[START]

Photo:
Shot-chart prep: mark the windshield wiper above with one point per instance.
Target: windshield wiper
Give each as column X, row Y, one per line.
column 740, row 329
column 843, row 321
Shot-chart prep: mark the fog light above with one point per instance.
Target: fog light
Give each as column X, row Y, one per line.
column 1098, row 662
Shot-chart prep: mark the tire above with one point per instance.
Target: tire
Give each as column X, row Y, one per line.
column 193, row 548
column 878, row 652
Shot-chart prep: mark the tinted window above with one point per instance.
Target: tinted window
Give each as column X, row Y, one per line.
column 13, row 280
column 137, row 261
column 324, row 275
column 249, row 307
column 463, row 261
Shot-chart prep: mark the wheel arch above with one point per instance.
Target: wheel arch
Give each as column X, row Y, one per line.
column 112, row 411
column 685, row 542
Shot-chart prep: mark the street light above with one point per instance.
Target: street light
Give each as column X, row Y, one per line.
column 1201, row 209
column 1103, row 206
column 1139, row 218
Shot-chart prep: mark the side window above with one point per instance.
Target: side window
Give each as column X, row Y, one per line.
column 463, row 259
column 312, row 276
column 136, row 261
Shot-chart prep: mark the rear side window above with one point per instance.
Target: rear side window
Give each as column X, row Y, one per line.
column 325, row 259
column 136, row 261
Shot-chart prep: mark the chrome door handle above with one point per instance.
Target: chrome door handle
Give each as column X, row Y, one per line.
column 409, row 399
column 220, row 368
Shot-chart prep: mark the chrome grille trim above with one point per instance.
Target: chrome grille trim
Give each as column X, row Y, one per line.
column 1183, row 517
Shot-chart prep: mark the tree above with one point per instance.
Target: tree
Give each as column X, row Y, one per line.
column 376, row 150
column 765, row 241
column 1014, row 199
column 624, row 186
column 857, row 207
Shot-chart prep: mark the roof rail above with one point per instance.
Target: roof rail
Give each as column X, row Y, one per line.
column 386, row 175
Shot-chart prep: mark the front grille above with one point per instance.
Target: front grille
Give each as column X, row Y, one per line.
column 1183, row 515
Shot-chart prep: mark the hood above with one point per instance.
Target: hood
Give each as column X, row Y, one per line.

[END]

**YOUR GOAL:** Turn every line of the entries above into a Markdown table with two columns, Row and Text. Number the rows in order and omit blank lines.

**SOLUTION:**
| Row | Text |
|---|---|
| 1 | Photo: |
| 2 | Shot-chart prep: mark the windshield wiper above with one point per instance. |
| 3 | Target: windshield wiper |
| 4 | Give each as column X, row Y, one per line. |
| 5 | column 740, row 329 |
| 6 | column 843, row 321 |
| 7 | Shot-chart prep: mark the fog light above with one point per instance. |
| 8 | Target: fog light |
| 9 | Give each as column X, row Y, one per line. |
| 10 | column 1098, row 662 |
| 11 | Shot-chart prep: mark the tire above with one point per instance. |
| 12 | Target: tire |
| 13 | Give each as column X, row Y, one per line. |
| 14 | column 193, row 548 |
| 15 | column 878, row 652 |
| 16 | Shot-chart prep: mark the tinted window above with one point per instance. |
| 17 | Target: tinted window |
| 18 | Give each as column X, row Y, one per line. |
| 19 | column 13, row 280 |
| 20 | column 137, row 261 |
| 21 | column 324, row 275 |
| 22 | column 249, row 307 |
| 23 | column 463, row 261 |
| 24 | Shot-chart prep: mark the wheel arch above with one point per instance. |
| 25 | Target: wheel arch |
| 26 | Give each as column X, row Y, one per line. |
| 27 | column 112, row 411 |
| 28 | column 685, row 542 |
| 29 | Shot-chart prep: mark the street light above with one point per instance. |
| 30 | Target: street light |
| 31 | Give each as column X, row Y, one per line. |
| 32 | column 1201, row 209 |
| 33 | column 1103, row 206 |
| 34 | column 1139, row 218 |
| 35 | Shot-chart prep: mark the side window above with one point per instance. |
| 36 | Target: side window |
| 37 | Give each as column X, row Y, one per line. |
| 38 | column 463, row 259 |
| 39 | column 312, row 276 |
| 40 | column 136, row 261 |
| 41 | Shot-chart prep: mark the rear side window above with one point per instance. |
| 42 | Target: rear side window |
| 43 | Give each as column X, row Y, one per line. |
| 44 | column 325, row 259 |
| 45 | column 136, row 261 |
| 46 | Shot-chart prep: mark the chrome door handle above with one point per instance. |
| 47 | Target: chrome door handle |
| 48 | Give each as column X, row Y, one per line. |
| 49 | column 409, row 399 |
| 50 | column 220, row 368 |
| 51 | Shot-chart prep: mark the chrome grille trim above with one point per instance. |
| 52 | Target: chrome grille trim |
| 53 | Give each as column X, row Y, one per line. |
| 54 | column 1183, row 517 |
| 55 | Shot-chart prep: mark the tree above with one point per instance. |
| 56 | Target: tree |
| 57 | Give each as column X, row Y, one per line. |
| 58 | column 376, row 150 |
| 59 | column 765, row 241 |
| 60 | column 1014, row 199 |
| 61 | column 624, row 186 |
| 62 | column 857, row 207 |
| 63 | Shot-chart prep: mark the roof rail above with one point per instance. |
| 64 | Target: roof rail |
| 65 | Give each as column X, row Y, one per line. |
| 66 | column 386, row 175 |
| 67 | Shot-chart prep: mark the front grille above with one point per instance. |
| 68 | Target: front grille |
| 69 | Give each as column X, row Y, one per line. |
| 70 | column 1183, row 515 |
| 71 | Shot-chart prep: mark the hood above with one point per instance. |
| 72 | Target: hood |
| 73 | Give each as column X, row Y, one per line. |